Given passage:
>>>>>

IMG_1971Veggies are chopped up and ready for a mixing with herbs and olive oil.

IMG_1984Gorgeous, beautiful color!

IMG_2006And here’s a close up of the veggies post roast. DE.LISH,US!

And here’s the recipe!

Roasted Vegetables
The Wednesday Chef
Serves 6 as a side dish

1 medium onion
1 medium or 2 small carrots
1 zucchini
1 eggplant
2 small potatoes
5 small tomatoes
1 red or yellow pepper
2 cloves of garlic
Salt and pepper to taste
Dried herbs (sage, thyme, rosemary, wild fennel are all good choices – either individually or combined in some form)

<<<<<

Record set:
>>>>>

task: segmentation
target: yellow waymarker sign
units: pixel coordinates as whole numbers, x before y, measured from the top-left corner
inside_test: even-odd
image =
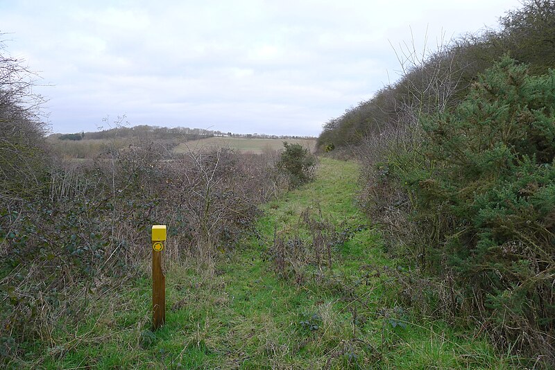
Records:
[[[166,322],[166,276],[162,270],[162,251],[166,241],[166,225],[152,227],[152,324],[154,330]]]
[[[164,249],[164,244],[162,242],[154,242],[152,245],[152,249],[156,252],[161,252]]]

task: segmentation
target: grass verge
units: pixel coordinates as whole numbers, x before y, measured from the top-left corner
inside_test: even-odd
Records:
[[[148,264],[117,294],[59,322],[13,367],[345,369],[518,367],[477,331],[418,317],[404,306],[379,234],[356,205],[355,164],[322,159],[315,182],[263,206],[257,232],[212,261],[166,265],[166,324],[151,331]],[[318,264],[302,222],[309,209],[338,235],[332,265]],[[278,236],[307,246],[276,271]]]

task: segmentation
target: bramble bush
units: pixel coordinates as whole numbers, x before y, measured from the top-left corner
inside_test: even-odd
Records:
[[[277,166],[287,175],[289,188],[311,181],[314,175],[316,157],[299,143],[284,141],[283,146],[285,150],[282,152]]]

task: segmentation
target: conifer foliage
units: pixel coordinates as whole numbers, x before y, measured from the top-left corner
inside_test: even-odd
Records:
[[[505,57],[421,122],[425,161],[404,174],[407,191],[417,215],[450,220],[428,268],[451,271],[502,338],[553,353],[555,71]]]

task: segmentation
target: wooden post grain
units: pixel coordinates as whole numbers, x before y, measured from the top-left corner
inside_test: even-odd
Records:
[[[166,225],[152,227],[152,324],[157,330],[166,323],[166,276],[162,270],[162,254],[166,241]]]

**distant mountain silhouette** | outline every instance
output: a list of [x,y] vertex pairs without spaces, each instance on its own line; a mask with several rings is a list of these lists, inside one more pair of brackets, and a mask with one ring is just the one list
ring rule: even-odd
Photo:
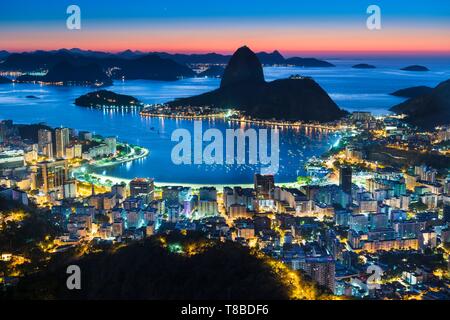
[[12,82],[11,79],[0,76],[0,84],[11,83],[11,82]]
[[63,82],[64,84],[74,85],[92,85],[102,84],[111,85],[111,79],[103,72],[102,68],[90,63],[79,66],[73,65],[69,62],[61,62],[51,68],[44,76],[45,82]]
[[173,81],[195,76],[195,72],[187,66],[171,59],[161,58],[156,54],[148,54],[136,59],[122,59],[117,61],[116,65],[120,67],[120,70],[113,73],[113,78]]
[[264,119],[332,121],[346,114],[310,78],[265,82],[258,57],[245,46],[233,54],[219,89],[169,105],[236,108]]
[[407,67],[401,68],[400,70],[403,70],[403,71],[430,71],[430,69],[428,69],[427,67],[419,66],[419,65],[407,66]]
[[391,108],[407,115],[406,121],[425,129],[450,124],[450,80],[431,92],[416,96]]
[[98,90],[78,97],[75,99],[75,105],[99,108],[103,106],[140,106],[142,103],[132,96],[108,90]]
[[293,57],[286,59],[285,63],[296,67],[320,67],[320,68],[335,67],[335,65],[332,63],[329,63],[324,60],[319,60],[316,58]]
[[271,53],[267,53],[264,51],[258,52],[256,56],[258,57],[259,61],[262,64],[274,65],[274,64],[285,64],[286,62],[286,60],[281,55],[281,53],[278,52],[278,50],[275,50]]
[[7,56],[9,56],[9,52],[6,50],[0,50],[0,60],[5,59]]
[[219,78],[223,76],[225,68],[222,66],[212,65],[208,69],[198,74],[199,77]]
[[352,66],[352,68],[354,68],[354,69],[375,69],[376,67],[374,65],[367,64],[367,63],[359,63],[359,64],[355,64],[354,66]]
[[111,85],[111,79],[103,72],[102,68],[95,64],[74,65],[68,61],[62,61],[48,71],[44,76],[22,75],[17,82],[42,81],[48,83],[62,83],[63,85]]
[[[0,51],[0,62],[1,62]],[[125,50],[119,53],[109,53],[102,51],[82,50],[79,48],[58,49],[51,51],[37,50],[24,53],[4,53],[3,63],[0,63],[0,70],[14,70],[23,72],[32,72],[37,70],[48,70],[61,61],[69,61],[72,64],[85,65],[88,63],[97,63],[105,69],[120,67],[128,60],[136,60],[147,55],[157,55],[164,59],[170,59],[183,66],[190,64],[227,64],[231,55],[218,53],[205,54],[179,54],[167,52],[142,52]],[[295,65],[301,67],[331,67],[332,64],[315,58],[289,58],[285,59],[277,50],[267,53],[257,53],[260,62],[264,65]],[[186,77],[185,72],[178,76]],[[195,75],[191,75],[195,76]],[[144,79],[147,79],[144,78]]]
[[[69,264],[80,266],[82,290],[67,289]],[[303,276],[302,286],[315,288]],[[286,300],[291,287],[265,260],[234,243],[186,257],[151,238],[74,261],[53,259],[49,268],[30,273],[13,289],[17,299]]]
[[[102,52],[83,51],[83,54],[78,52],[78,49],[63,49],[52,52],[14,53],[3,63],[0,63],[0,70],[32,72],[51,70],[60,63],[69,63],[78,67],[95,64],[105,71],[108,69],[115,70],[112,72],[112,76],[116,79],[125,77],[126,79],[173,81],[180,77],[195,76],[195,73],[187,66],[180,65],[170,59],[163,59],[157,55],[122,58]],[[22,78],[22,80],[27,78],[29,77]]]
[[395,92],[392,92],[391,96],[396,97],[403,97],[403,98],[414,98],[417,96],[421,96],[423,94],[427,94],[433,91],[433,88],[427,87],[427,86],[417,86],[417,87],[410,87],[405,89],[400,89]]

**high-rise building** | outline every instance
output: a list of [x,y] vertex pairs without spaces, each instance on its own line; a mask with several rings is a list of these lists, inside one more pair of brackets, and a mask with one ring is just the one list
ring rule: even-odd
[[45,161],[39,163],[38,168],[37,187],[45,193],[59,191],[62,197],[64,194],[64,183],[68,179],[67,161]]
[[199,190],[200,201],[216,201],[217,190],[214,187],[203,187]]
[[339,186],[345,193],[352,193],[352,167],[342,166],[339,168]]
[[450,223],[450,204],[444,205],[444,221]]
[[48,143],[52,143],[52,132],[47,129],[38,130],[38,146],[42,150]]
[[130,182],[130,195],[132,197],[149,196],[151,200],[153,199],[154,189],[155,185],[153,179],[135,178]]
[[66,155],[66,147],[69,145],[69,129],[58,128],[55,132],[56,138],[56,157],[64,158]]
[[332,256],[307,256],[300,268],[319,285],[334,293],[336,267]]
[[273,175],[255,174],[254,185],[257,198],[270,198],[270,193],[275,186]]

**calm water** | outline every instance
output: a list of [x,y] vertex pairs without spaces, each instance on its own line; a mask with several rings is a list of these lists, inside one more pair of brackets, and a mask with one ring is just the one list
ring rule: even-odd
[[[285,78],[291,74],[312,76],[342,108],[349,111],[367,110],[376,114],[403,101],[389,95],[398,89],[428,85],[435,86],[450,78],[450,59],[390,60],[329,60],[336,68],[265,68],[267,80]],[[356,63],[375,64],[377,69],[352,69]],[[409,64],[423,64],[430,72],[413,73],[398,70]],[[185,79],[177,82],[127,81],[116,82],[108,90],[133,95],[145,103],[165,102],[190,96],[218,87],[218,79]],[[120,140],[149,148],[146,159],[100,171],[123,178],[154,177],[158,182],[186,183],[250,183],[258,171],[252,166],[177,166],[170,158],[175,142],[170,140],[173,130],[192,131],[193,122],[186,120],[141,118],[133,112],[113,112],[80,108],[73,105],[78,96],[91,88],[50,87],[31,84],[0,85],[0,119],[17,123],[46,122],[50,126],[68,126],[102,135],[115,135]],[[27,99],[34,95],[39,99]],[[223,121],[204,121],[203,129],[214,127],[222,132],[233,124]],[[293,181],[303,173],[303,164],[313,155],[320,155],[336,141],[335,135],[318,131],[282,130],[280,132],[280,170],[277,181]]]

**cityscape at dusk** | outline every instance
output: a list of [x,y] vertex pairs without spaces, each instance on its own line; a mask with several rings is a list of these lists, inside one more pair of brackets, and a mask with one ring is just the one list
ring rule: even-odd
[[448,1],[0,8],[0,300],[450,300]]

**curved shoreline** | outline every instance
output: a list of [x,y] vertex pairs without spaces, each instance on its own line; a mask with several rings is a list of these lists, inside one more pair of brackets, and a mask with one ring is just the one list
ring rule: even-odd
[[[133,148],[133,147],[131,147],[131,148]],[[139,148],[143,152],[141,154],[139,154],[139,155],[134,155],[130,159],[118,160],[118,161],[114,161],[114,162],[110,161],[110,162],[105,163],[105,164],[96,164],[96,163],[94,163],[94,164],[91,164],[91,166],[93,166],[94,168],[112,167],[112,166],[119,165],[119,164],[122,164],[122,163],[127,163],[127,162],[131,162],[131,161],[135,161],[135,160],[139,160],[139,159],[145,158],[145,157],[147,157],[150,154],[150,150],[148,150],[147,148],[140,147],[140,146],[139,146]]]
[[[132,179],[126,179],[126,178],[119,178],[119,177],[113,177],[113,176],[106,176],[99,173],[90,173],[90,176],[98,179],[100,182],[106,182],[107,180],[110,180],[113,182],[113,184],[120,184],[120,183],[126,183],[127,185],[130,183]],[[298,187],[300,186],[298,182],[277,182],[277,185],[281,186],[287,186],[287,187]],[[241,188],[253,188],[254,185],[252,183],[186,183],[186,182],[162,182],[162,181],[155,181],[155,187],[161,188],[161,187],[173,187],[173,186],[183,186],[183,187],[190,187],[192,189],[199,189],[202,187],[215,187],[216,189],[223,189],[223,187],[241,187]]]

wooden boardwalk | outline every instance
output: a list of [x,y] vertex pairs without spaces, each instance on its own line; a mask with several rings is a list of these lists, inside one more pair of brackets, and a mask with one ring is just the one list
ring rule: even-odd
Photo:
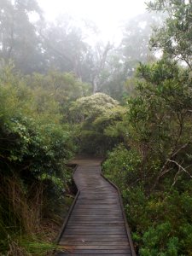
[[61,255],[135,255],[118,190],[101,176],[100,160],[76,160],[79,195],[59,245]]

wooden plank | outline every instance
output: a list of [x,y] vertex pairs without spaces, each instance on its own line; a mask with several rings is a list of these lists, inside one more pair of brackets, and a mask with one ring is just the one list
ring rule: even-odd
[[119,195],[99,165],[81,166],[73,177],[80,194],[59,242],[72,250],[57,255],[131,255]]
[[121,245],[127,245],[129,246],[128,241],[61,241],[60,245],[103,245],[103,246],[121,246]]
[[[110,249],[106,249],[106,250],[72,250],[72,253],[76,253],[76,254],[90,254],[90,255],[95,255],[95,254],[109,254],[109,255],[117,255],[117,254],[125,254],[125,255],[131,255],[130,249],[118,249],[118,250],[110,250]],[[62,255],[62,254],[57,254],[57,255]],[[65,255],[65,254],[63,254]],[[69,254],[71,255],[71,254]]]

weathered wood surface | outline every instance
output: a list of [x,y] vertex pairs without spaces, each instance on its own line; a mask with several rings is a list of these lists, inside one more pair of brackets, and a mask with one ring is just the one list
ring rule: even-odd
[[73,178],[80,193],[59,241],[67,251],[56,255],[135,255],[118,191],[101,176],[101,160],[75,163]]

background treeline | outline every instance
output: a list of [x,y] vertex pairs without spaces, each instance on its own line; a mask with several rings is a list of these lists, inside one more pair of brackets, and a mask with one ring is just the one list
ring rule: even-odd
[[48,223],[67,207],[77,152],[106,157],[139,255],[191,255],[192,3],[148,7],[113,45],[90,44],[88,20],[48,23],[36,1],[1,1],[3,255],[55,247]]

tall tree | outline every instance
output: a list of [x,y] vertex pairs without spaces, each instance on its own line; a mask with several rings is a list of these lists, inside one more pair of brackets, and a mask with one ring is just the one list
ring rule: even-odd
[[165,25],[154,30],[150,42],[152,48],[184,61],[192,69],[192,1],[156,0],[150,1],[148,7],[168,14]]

<<<<<

Tasks for this exercise:
1. Answer these from the roasted vegetables recipe:
(a) How many people does it serve as a side dish?
(b) How many cloves of garlic does it call for?
(c) Which dried herbs does it name as good choices?
2. Decide whether each statement agrees with the roasted vegetables recipe. Answer yes or no, and quote the words that settle it.
(a) The recipe uses one eggplant.
(b) The recipe uses large potatoes.
(c) The dried herbs have to be combined.
3. Proceed with the roasted vegetables recipe from where it stops.

Answer list:
1.
(a) 6
(b) 2
(c) Sage, thyme, rosemary and wild fennel

2.
(a) Yes: "1 eggplant"
(b) No: "2 small potatoes"
(c) No: "either individually or combined in some form"

3.
4 to 5 tablespoons of olive oil, plus more to taste

1. Preheat the oven to 375 F (180 C). Quarter and slice the onion thinly. Dice all the vegetables into pieces that are approximately the same size (no larger than 1/2 inch). Pile the vegetables into a baking dish so that the vegetables lie a few inches thick. Season with salt, pepper and herbs to taste and then pour the olive oil over the vegetables. Mix thoroughly but gently – you don’t want to destroy the tomatoes before the dish goes into the oven. Now check the vegetables to make sure they are well-coated and glistening with oil. If need be, add more oil.

2. Put the dish in the oven and cook for 45 minutes to an hour. Halfway through the cooking process, remove the dish from the oven and very gently stir the vegetables so that the ones at the bottom come to the top. Towards the end of the cooking process, stir a second time. Remove from the oven and let cool slightly. Check for seasoning and serve.

Now, if you’re a newbie at roasting vegetables and want to try other roasted veggie combinations, some of the best tips and tricks can be found from 100 Days of Real Food so please check it out!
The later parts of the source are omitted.